> [SET EXERCISE]: Reproduce word for word the portion of the listing that begins with the line containing "Q: For each instance of the helmet" and ends with the line containing "x=195, y=76", including both of those lines.

> [STORED ROWS]:
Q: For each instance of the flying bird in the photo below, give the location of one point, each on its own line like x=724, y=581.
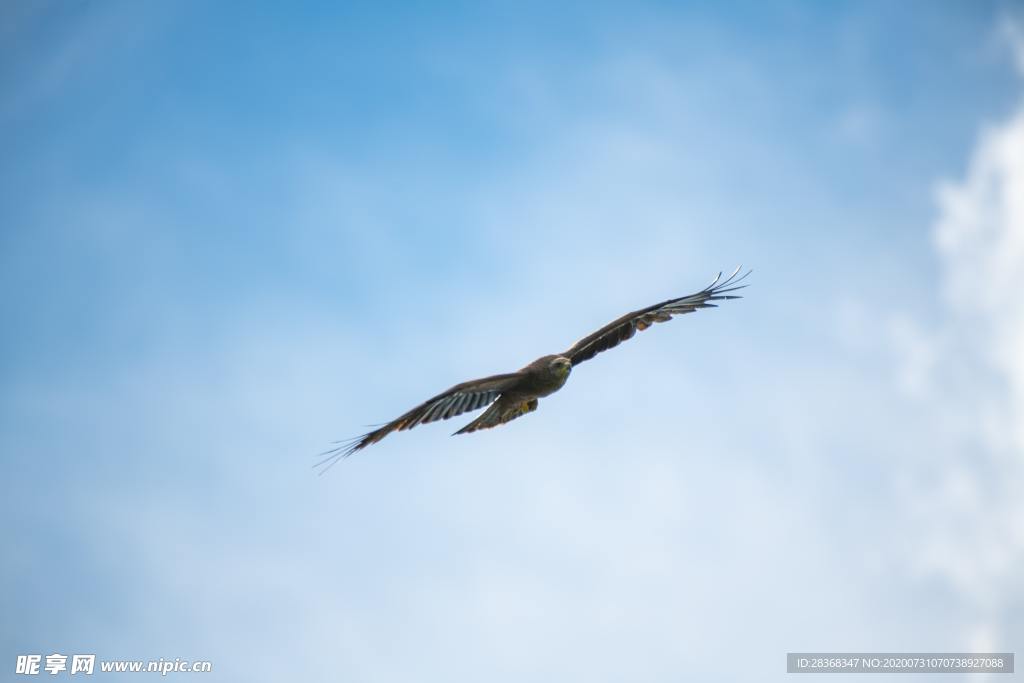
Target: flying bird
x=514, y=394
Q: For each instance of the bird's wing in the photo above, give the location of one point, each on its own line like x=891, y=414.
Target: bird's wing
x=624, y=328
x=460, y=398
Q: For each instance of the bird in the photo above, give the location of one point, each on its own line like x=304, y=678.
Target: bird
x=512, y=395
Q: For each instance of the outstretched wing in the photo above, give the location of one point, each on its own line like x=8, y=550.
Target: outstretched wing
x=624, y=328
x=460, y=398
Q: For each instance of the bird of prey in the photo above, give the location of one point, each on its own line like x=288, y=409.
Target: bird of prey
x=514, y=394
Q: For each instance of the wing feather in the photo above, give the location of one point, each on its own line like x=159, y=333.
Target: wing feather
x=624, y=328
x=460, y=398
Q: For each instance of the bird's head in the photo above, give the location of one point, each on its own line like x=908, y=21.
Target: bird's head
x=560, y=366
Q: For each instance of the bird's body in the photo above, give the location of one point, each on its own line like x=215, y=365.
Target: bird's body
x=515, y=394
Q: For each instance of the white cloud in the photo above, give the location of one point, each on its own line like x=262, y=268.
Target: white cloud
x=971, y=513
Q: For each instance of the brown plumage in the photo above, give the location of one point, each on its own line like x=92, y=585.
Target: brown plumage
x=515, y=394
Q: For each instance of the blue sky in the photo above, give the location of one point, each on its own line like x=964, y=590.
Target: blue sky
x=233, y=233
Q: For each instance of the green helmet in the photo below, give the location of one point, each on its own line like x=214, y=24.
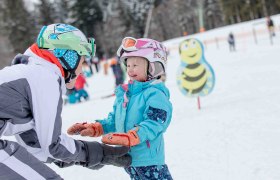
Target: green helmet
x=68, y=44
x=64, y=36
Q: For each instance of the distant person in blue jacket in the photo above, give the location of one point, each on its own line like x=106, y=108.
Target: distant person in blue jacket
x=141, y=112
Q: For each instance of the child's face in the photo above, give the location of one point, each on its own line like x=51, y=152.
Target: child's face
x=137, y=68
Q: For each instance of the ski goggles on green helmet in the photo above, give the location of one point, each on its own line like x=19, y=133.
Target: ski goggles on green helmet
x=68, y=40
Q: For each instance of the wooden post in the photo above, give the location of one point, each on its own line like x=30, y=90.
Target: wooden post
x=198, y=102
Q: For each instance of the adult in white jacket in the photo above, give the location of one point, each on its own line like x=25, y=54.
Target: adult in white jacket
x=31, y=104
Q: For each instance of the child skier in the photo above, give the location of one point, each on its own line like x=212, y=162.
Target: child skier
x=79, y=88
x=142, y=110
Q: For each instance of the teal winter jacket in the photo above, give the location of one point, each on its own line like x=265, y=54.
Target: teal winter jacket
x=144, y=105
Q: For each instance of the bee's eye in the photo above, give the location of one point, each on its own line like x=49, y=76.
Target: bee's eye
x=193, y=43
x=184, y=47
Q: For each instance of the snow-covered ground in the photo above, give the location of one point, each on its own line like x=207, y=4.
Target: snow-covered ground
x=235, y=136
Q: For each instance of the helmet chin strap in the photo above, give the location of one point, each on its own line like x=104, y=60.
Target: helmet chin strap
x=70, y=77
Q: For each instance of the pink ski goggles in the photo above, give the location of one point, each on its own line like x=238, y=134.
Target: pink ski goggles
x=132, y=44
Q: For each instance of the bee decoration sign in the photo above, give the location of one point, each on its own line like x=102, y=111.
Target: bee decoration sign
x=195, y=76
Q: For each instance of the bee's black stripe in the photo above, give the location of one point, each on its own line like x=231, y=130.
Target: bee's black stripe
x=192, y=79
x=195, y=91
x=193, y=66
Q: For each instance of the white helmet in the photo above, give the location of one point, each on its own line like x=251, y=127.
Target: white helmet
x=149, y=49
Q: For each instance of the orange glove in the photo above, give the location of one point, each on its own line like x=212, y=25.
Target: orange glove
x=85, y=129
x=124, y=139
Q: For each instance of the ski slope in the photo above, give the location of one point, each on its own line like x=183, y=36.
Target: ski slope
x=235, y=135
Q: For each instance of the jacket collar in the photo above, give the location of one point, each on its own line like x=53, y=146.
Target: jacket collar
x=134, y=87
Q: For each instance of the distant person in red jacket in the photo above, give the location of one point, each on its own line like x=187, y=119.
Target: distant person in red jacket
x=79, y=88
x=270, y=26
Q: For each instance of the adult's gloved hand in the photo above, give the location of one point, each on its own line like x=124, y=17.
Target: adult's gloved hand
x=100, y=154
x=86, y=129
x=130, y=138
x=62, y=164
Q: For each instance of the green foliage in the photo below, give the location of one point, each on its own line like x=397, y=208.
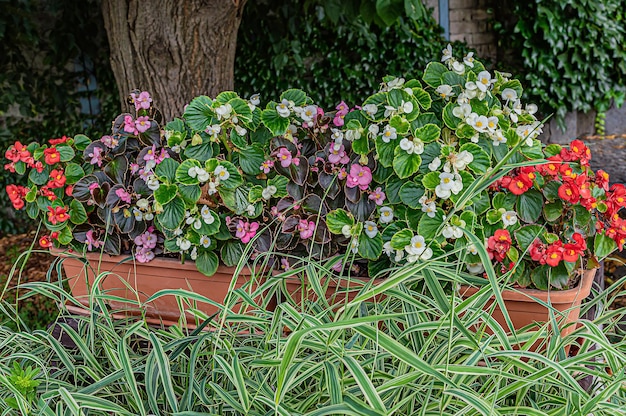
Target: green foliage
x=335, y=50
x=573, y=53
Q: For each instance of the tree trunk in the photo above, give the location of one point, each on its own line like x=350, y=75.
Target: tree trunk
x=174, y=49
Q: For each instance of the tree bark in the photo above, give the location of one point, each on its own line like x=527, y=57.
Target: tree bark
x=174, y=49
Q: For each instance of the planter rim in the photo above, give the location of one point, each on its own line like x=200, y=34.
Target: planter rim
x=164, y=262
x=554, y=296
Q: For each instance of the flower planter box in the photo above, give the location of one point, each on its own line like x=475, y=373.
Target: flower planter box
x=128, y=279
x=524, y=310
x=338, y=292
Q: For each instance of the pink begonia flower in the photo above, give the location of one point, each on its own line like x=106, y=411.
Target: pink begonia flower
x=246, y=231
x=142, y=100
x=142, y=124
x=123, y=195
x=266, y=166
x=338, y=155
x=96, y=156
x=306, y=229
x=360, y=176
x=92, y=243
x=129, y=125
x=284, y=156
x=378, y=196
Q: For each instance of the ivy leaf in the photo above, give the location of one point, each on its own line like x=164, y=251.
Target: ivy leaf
==
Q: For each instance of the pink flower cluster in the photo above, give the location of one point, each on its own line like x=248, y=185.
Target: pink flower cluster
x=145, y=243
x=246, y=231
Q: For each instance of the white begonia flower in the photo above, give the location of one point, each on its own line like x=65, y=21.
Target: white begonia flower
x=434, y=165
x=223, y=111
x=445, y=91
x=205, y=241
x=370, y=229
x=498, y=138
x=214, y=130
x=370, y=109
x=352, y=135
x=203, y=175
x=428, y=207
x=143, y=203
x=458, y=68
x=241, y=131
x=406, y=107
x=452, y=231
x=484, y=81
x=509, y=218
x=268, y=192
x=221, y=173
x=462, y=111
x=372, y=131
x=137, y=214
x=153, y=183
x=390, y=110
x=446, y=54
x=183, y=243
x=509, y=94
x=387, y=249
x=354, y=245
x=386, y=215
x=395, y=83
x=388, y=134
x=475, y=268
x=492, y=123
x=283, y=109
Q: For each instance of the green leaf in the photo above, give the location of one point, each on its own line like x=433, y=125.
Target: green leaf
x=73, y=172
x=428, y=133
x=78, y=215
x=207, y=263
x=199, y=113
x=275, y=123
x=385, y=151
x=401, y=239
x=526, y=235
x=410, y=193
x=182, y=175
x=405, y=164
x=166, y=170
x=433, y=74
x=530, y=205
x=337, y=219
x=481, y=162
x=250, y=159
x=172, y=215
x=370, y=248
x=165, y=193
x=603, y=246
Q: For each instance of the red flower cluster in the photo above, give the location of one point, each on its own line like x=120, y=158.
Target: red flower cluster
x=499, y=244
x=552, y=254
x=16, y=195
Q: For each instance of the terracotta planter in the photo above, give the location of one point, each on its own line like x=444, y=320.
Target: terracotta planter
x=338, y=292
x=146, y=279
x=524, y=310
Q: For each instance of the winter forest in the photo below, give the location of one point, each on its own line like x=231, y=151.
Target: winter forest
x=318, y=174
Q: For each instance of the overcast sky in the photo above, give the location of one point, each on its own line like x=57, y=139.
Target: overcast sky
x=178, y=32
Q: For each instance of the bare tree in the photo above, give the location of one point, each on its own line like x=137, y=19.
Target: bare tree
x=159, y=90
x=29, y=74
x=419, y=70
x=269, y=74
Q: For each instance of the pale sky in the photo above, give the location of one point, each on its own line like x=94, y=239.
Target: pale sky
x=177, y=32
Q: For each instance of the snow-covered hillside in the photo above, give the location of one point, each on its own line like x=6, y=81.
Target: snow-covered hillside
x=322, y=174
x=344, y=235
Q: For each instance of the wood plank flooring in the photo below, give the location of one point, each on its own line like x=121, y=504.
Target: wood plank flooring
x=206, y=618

> [ANSWER TO THIS PROBLEM]:
Q: For each instance of the helmet chin strap in the photo above, give the location of one point, each on its own line like x=104, y=60.
Target: helmet chin strap
x=70, y=77
Q: For each instance of the pink ski goggles in the photo above, give the location of one point, each on its own line like x=238, y=134.
Target: pink ski goggles
x=132, y=44
Q: For each instance of the bee decoration sign in the photo above, give the location of one point, each on its own line like x=102, y=111.
Target: bee decoration sign
x=195, y=76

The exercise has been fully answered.